TESTO ESTRATTO:
================
Giuffré Editore

Il codice dei beni culturali: vincoli diretti e indiretti nella circolazione immobiliare[*]

Cristina Lomonaco

Ufficio Studi Consiglio Nazionale del Notariato


1. Il vincolo culturale diretto: l’art. 10 del codice dei beni culturali

La materia dei beni culturali è disciplinata dal d. lgs. 22 gennaio 2004 n. 42 - codice dei beni culturali- modificato da prima con il d. lgs. 24 marzo 2006 n. 156, poi  dalla legge 4 agosto 2017, n. 124 e da ultimo dall’art. 46, comma 5, lett. b), n. 1), d.l. 24 febbraio 2023, n. 13, convertito, con modificazioni, dalla l. 21 aprile 2023, n. 41 [1]

Secondo il comma 1 dell’art. 10 del codice dei beni culturali: «sono beni culturali le cose immobili e mobili appartenenti allo Stato, alle regioni, agli altri enti pubblici territoriali, nonché ad ogni altro ente ed istituto pubblico e a persone giuridiche private senza fine di lucro, ivi compresi gli enti ecclesiastici civilmente riconosciuti, che presentano interesse artistico, storico, archeologico o etnoantropologico».

Per tali beni – ossia per i beni culturali di proprietà pubblica o appartenenti a persona giuridica priva di scopo di lucro, ivi compresi gli enti ecclesiastici civilmente riconosciuti[2]; ai fini dell’individuazione della culturalità occorre procedere tramite il procedimento di verifica di cui all’art. 12 del codice dei beni culturali. 

Tale procedimento, da attuarsi d’ufficio o su richiesta della parte alla quale appartengono i beni, è idoneo ad individuare un bene come culturale. 

In particolare, oggetto del procedimento di verifica sono le cose di appartenenza ai soggetti sopramenzionati che siano opera di autore non più vivente e la cui esecuzione risalga ad oltre 70 anni se immobili.
================
ESERCIZIO SCRITTO A:
Trascrivi senza alcuna modifica il tratto delle registrazioni che si apre con la riga contenente "Reviewer note: confirm that each instance of the utility" e si chiude con la riga contenente "277), (594, 289)]", includendo entrambe le righe.

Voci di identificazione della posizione
================
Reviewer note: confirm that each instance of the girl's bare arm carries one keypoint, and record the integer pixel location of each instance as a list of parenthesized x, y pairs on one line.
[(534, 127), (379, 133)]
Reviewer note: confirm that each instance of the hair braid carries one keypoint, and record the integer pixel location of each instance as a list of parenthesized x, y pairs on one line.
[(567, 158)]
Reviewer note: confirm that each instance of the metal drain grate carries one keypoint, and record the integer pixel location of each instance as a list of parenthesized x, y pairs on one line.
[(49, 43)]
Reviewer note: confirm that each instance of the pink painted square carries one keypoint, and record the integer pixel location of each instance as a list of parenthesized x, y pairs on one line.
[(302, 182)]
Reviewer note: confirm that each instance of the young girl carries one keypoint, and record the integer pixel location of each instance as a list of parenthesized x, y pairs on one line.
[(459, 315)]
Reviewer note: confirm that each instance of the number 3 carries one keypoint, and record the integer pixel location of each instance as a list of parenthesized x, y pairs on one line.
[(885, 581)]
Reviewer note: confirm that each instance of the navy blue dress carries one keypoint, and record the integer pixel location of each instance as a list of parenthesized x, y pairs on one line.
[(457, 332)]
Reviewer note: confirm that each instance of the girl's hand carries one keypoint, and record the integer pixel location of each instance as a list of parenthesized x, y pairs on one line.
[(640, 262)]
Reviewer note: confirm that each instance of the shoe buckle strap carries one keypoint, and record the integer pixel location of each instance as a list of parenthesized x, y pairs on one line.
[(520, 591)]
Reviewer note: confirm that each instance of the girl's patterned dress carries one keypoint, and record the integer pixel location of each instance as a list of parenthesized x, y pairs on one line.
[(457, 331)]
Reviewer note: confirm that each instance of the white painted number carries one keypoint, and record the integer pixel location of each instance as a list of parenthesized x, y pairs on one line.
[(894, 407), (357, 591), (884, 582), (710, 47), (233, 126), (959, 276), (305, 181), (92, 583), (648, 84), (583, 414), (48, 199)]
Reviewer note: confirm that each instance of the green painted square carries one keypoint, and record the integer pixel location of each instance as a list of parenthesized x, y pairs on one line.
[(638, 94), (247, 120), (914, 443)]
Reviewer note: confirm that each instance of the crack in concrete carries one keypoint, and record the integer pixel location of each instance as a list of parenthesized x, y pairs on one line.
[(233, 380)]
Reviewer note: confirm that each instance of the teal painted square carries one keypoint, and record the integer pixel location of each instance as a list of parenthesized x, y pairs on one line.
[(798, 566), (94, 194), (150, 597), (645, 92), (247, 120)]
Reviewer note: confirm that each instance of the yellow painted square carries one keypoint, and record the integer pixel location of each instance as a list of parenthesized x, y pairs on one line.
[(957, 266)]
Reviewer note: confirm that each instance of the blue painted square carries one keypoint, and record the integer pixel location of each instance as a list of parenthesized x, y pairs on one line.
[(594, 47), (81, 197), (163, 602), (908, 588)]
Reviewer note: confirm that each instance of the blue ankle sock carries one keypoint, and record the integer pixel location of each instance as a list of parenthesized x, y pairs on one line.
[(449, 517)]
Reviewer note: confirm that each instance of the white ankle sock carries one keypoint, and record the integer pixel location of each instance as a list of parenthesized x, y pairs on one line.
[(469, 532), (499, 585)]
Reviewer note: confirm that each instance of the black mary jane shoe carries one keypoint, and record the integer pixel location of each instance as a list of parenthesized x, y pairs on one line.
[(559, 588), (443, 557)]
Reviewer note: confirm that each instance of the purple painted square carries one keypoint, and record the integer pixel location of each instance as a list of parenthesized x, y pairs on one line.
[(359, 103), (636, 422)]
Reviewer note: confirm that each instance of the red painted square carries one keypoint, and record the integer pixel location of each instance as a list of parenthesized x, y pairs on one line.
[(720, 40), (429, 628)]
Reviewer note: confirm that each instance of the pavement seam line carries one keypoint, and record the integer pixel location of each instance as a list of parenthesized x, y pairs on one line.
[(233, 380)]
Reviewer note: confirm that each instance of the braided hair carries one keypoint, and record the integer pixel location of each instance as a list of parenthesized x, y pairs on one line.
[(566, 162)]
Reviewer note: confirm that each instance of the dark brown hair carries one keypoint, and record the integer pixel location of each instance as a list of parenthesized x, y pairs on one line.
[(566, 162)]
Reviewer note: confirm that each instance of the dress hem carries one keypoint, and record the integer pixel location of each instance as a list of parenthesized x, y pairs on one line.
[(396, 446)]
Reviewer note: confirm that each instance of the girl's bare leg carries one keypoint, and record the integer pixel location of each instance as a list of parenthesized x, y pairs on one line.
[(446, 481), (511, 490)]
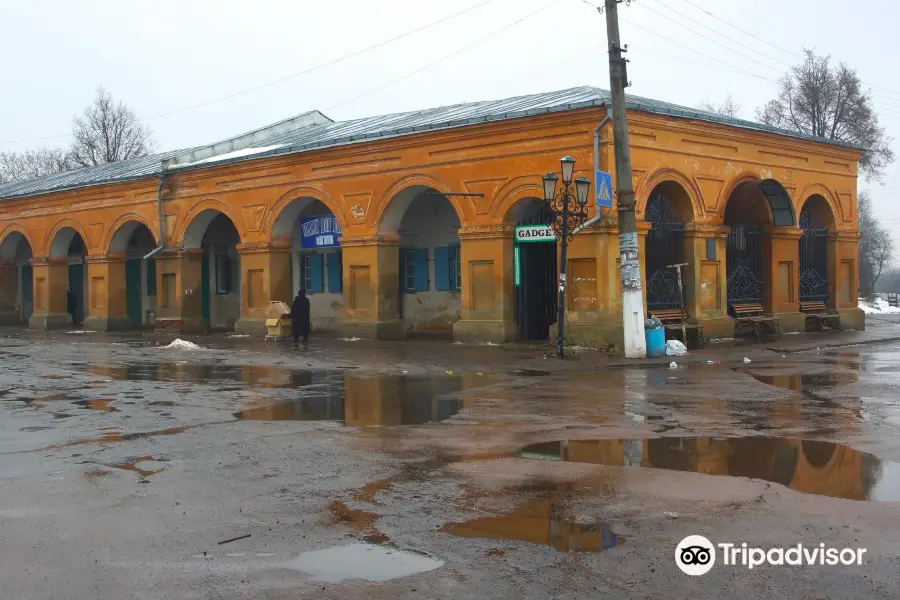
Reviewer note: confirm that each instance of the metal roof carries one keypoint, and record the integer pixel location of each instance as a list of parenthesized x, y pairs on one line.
[(329, 134)]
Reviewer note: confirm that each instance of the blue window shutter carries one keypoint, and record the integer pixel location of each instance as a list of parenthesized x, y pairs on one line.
[(315, 268), (333, 265), (442, 268), (420, 269)]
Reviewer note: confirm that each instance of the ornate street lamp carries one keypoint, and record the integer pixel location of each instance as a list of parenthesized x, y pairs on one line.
[(568, 212)]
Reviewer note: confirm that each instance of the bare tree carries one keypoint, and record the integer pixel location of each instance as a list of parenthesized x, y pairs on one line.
[(728, 108), (827, 101), (876, 248), (109, 132), (17, 166)]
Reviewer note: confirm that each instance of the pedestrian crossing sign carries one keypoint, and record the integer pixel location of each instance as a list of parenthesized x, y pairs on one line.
[(604, 189)]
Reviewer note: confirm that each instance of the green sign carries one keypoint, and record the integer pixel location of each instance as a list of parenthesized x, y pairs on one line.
[(517, 277), (535, 233)]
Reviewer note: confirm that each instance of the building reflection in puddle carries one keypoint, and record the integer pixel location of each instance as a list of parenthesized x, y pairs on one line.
[(364, 401), (812, 467), (540, 522)]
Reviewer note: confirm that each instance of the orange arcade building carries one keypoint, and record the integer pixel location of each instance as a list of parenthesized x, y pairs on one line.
[(405, 224)]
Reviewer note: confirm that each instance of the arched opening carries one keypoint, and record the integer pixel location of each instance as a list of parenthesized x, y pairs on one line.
[(668, 209), (815, 221), (16, 278), (747, 214), (430, 267), (316, 263), (68, 244), (535, 264), (135, 241), (220, 272)]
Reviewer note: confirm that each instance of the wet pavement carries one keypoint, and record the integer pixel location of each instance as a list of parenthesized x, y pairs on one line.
[(129, 468)]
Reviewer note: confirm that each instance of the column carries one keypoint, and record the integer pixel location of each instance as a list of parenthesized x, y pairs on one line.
[(594, 288), (705, 278), (51, 279), (781, 264), (371, 266), (488, 287), (179, 291), (9, 293), (106, 309), (265, 277), (843, 277)]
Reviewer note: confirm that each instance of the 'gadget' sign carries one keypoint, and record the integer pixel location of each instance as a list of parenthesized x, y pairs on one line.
[(535, 233)]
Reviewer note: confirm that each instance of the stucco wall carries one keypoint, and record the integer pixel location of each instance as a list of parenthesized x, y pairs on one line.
[(430, 222)]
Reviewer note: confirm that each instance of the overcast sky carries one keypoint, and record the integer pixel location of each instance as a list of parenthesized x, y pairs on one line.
[(165, 56)]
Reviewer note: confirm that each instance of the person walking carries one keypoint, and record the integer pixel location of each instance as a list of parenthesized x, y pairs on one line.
[(300, 321), (71, 304)]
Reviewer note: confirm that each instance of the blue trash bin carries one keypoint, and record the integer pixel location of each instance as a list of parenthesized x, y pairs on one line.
[(656, 342)]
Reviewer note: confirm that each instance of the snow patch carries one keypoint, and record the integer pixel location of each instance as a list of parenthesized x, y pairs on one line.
[(181, 344), (229, 155), (879, 306)]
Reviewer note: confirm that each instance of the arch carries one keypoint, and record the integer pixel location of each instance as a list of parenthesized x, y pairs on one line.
[(121, 231), (400, 195), (61, 237), (513, 191), (284, 213), (818, 190), (198, 219), (10, 240), (672, 177)]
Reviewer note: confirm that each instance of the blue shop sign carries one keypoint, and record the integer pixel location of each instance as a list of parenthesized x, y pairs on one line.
[(319, 232)]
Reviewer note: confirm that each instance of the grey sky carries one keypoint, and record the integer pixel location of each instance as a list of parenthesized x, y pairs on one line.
[(165, 55)]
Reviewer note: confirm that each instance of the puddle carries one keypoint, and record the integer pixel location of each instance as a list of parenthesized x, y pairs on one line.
[(369, 401), (807, 466), (368, 562), (99, 404), (539, 522)]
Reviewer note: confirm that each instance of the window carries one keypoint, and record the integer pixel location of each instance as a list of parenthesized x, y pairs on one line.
[(151, 277), (414, 270), (223, 275)]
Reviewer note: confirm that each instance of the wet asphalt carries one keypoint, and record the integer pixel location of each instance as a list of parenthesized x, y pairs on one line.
[(235, 469)]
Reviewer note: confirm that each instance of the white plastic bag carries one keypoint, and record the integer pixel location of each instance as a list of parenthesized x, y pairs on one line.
[(675, 348)]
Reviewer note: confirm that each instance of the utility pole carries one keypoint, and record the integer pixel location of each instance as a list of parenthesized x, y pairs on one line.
[(632, 296)]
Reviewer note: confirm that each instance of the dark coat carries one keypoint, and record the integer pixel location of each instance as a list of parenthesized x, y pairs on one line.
[(300, 314)]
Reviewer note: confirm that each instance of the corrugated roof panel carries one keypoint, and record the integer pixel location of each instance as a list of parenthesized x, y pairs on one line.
[(344, 132)]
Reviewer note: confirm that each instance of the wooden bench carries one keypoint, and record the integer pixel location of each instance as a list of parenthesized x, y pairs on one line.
[(819, 313), (753, 317), (671, 320)]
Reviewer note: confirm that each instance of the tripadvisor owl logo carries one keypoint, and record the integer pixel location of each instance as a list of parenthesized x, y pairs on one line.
[(695, 555)]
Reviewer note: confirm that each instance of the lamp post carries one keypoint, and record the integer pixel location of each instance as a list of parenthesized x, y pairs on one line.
[(568, 212)]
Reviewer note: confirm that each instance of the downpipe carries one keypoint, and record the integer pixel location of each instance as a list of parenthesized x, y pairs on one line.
[(162, 226)]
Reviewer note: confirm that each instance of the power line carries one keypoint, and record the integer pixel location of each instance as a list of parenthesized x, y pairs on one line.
[(695, 32), (443, 58), (878, 87), (283, 79)]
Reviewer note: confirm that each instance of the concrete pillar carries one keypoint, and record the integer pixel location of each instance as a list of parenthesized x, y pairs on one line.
[(179, 291), (51, 279), (488, 288), (9, 293), (843, 277), (705, 278), (781, 288), (106, 309), (372, 287), (265, 277), (594, 289)]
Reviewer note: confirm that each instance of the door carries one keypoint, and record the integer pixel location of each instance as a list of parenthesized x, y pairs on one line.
[(204, 289), (133, 295), (76, 282), (27, 288)]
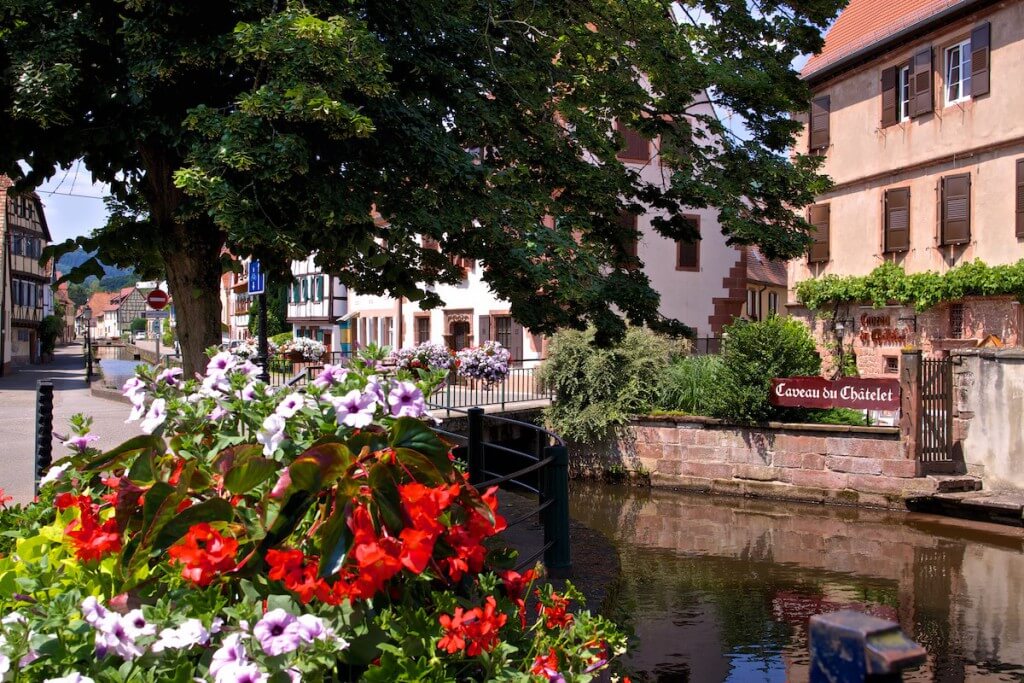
================
ESERCIZIO SCRITTO B:
Secondo il testo sul codice dei beni culturali, da quale decreto legislativo è disciplinata la materia dei beni culturali?

RISPOSTA FINALE A:
Reviewer note: confirm that each instance of the utility pole carries one keypoint, and record the integer pixel location of each instance as a list of parenthesized x, y pairs on one line.
[(632, 296)]
Reviewer note: confirm that each instance of the dark coat carries one keypoint, and record the integer pixel location of each instance as a list of parenthesized x, y pairs on one line.
[(300, 314)]
Reviewer note: confirm that each instance of the corrugated roof panel carries one keypoint, and record the integer pixel location of each instance as a list of parenthesized x, y pairs on one line.
[(344, 132)]
Reviewer note: confirm that each instance of the wooden bench carries one keypoint, and record the integer pixel location of each instance as a list of parenthesized x, y pairs on one line.
[(819, 313), (753, 317), (671, 320)]
Reviewer note: confirm that each instance of the tripadvisor owl logo carries one keypoint, and record the integer pixel location of each instance as a list of parenthesized x, y pairs on one line.
[(695, 555)]
Reviewer note: confirm that each instance of the lamp post carries one keypoint, and record the integer pixel location of each instance as a list of parenthesized x, y pairs on one line.
[(568, 212)]
Reviewer note: confirm that each instance of the downpipe carries one keypoint, and record the integer pixel location of each instance as a list of parenthesized x, y pairs on one line.
[(162, 226)]
Reviewer note: confirm that each instance of the power line carries one keypoint, and record the integer pixel location of each instance as a list of parenthesized x, y pairs on one line.
[(695, 32), (443, 58), (878, 87), (283, 79)]
Reviewer note: confirm that each instance of the concrete pillar carries one keypoint, and record the integer pixel location of each instance as a list of parenthesized x, y pairs on one line.
[(179, 291), (51, 279), (488, 288), (9, 293), (843, 277), (705, 278), (781, 288), (106, 309), (372, 287), (265, 277), (594, 289)]

RISPOSTA FINALE B:
Dal d. lgs. 22 gennaio 2004 n. 42.